BEGIN Material shown
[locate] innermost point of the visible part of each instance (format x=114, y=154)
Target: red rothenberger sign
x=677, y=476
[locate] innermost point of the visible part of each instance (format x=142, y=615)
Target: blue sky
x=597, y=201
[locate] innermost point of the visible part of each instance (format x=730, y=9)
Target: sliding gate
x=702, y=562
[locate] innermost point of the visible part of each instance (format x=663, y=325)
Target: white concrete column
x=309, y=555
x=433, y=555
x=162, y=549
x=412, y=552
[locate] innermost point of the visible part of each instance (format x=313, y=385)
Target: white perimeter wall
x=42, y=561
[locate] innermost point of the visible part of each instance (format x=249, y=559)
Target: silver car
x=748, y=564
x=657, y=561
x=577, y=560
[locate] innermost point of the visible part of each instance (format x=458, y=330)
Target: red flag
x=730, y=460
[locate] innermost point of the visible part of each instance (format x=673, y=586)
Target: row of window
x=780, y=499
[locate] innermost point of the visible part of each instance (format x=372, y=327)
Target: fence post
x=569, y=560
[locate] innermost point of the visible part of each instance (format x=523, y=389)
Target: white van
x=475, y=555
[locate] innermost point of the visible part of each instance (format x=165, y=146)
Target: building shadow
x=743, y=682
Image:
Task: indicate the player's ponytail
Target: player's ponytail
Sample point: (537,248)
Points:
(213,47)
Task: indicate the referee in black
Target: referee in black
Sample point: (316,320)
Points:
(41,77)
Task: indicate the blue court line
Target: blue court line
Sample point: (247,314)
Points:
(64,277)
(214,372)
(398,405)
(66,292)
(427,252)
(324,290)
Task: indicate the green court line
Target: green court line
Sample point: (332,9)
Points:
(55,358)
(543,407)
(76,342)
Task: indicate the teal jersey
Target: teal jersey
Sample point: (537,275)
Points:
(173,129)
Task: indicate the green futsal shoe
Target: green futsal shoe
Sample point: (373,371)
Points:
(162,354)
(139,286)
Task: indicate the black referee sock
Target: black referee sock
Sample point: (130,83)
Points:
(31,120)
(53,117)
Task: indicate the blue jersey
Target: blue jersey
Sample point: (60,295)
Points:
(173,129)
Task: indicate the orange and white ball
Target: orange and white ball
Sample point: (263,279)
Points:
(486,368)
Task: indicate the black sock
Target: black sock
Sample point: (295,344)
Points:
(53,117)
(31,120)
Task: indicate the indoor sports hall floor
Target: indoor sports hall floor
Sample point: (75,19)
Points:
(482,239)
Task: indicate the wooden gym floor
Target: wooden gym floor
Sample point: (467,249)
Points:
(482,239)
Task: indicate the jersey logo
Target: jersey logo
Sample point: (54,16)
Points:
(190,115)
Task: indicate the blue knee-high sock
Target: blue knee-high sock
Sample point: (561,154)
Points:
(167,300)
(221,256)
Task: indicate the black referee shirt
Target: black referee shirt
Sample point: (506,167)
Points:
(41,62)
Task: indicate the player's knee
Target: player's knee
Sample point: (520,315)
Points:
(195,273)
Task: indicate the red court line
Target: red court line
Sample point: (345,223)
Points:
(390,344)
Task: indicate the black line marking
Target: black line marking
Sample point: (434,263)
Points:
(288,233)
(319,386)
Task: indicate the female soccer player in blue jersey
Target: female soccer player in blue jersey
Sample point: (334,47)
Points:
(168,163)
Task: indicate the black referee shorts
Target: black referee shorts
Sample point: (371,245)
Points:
END Material shown
▶ **Task instructions**
Rewrite all the rows above, changing every "court line" to "floor line" and leaving everything else the same.

▶ **Reply to the task**
[locate] innermost point of the visible part of each instance (format x=114, y=154)
Target: red rothenberger sign
x=677, y=476
[locate] innermost point of the visible part of each instance (format x=142, y=615)
Target: blue sky
x=597, y=201
[locate] innermost point of the visible part of each instance (format x=730, y=9)
Target: sliding gate
x=702, y=562
[locate] innermost point of the visible part of each instance (format x=663, y=325)
Target: white concrete column
x=309, y=555
x=433, y=555
x=162, y=549
x=412, y=552
[locate] innermost point of the visible part of each instance (format x=313, y=385)
Target: white perimeter wall
x=42, y=561
[locate] innermost point of the visible part of each instance (format x=249, y=559)
Target: silver car
x=748, y=564
x=657, y=561
x=577, y=560
[locate] innermost point of the visible part of each instance (format x=458, y=330)
Target: red flag
x=730, y=460
[locate] innermost point of the visible part of each instance (format x=673, y=586)
Target: row of window
x=780, y=499
[locate] innermost point of the visible part of each instance (format x=372, y=327)
Target: fence post
x=569, y=560
[locate] innermost point of the visible part of each instance (format x=523, y=389)
Target: white van
x=475, y=555
[locate] innermost point of the visible part of each instance (format x=165, y=146)
Target: building shadow
x=743, y=682
Image:
Task: indicate the player's ponytail
Target: player's ponytail
Sample point: (537,248)
Points:
(213,47)
Task: indicate the referee in black
Target: referee in black
Sample point: (316,320)
Points:
(41,77)
Task: indicate the blue floor line
Target: blue floor line
Sample point: (247,314)
Points:
(64,277)
(214,372)
(398,405)
(66,292)
(427,252)
(324,290)
Task: indicate the green floor line
Target: green floor line
Sample point: (332,9)
Points:
(55,358)
(543,407)
(76,342)
Task: indicate the teal jersey
Target: teal jersey
Sample point: (537,275)
Points:
(173,129)
Task: indicate the green futsal shoe
Target: green futsal shoe
Sample point: (373,371)
Points:
(162,354)
(139,286)
Task: indicate the black referee sock
Target: black referee sock
Sample point: (130,83)
Points:
(31,120)
(53,117)
Task: indicate the blue jersey
Target: blue jersey
Sample point: (60,295)
Points:
(173,129)
Task: indicate the orange and white ball
Target: orange and white ball
Sample point: (263,279)
Points:
(486,368)
Task: indicate the black sock
Target: black sock
Sample point: (295,344)
Points:
(53,117)
(31,120)
Task: indicate the indoor sports hall floor
Target: indoor sports hall floor
Sample point: (75,19)
Points:
(482,239)
Task: indicate the wooden gym floor
Target: wooden gym floor
Sample point: (467,249)
Points:
(482,239)
Task: indicate the jersey logo
Target: jersey logo
Sample point: (54,16)
Points:
(190,115)
Task: indicate the blue knee-high sock
Target: blue knee-high sock
Sample point: (561,154)
Points:
(167,300)
(221,256)
Task: indicate the black referee shirt
Target: black referee shirt
Sample point: (506,167)
Points:
(41,62)
Task: indicate the player's knee
Target: player's knee
Sample point: (520,315)
Points:
(195,273)
Task: indicate the red floor line
Target: red floor line
Sample point: (345,223)
Points:
(390,344)
Task: indicate the black line marking
Target: black line marking
Sample point: (434,263)
Points:
(288,233)
(319,386)
Task: indicate the female soccer player in blue jersey
Target: female soccer player in blue jersey
Sample point: (334,47)
Points:
(168,163)
Task: indicate the black referee shorts
Target: black referee shorts
Sample point: (371,245)
Points:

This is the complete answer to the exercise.